--- START ---
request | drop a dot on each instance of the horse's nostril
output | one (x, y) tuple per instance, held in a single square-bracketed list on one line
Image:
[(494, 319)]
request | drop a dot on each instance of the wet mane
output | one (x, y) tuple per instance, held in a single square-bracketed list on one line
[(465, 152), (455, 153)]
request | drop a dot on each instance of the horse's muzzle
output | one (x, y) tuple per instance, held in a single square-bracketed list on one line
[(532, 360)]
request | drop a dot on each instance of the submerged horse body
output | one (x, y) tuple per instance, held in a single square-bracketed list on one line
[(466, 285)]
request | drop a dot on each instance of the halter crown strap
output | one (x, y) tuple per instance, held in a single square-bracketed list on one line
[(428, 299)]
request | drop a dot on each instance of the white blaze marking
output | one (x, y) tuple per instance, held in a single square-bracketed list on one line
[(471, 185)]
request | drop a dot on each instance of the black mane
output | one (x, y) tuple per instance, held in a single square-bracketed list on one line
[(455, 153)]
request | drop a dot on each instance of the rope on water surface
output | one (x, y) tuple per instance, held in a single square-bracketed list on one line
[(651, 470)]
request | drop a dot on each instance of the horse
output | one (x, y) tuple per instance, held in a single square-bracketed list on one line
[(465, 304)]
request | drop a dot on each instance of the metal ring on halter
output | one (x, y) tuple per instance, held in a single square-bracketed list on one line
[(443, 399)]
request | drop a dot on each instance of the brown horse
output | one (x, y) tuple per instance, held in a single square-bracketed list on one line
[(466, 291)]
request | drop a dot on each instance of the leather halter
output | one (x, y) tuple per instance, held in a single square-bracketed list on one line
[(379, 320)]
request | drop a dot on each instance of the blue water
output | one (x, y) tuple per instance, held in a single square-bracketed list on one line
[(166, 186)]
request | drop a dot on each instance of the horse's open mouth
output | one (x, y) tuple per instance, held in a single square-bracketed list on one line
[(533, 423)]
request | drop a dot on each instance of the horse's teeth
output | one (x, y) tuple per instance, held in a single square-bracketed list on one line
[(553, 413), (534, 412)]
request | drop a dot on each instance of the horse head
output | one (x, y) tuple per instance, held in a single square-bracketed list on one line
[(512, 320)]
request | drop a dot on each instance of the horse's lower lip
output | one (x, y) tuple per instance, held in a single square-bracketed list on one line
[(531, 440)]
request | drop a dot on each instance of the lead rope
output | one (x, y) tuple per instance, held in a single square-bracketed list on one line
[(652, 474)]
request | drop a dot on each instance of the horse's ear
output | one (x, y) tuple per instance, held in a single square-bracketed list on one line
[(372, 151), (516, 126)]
--- END ---
- **TASK TO CARRY OUT**
A full, exact copy of the entries is the required answer.

- **WRITTEN RESPONSE**
request | drop a dot on each instance of the horse's nostril
output | one (x, y) tuple per instance, held in a single square-bracketed list on one line
Image:
[(494, 319)]
request | drop a dot on each instance of the wet mane
output | one (x, y) tuple per instance, held in a single square-bracketed list on one line
[(465, 152), (455, 153)]
request | drop a dot on each instance of the horse's muzzle
output | one (x, y) tuple per instance, held in a single square-bracketed list on one line
[(532, 360)]
request | drop a dot on each instance of the submerged horse body
output | one (x, y) tuple per instance, held in a single square-bracketed list on one line
[(466, 285)]
request | drop a dot on each instance of the halter crown strap
output | one (x, y) tuple per instance, held in a single square-bracketed list on one line
[(428, 299)]
request | drop a dot on each instance of the white blaze marking
output | one (x, y) tuple per instance, held in a single square-bracketed list on one line
[(471, 185)]
request | drop a dot on each instance of the black mane
output | one (x, y) tuple per instance, held in a single square-bracketed list on one line
[(455, 153)]
request | drop a dot on each instance of the rope on water surface
output | one (x, y) tuple per instance, held in a single square-bracketed list on one line
[(651, 470)]
request | drop a dot on each instance of the horse
output | one (x, y) tuple per instance, held in a single square-bracketed list on one line
[(465, 304)]
request | drop a dot on each instance of the metal ring on halter
output | one (x, y) tuple per instance, held in a single square-bracketed list on one line
[(443, 399)]
request | drop a dot on each instance of the brown horse
output | one (x, y) tuple per instance, held in a single square-bracketed list on one line
[(466, 291)]
request | drop a dot on each instance of the leather halter
output | one (x, y) tuple per instance, held in a single square-bracketed list on one line
[(379, 320)]
request | drop a dot on each instance of the blue water
output | one (x, y) tuple per instance, held in a single square-bracketed list on one line
[(166, 186)]
request | drop a dot on each instance of the horse's open mouth
output | one (x, y) tuple per instance, held in a single square-bracketed list on one line
[(533, 423)]
request | drop a dot on each instance of the horse's teeth
output | one (x, y) tuple per instance, held in a single square-bracketed list on one line
[(553, 413), (534, 412)]
request | drop a dot on each instance of the horse head
output | one (x, y) tuple per instance, held in a single square-bracketed list on one line
[(512, 320)]
request | drop a dot on each instance of the horse's lower lip
output | one (x, y) tuple per instance, held in a single square-bracketed list on one line
[(531, 440)]
request | drop a dot on each instance of the lead rope
output | one (x, y) tuple per instance, held in a single square-bracketed list on one line
[(652, 474)]
request | drop a dot on each instance of the horse's ear
output | one (x, y) tuple per instance, held in a single square-bracketed list on one line
[(372, 151), (516, 126)]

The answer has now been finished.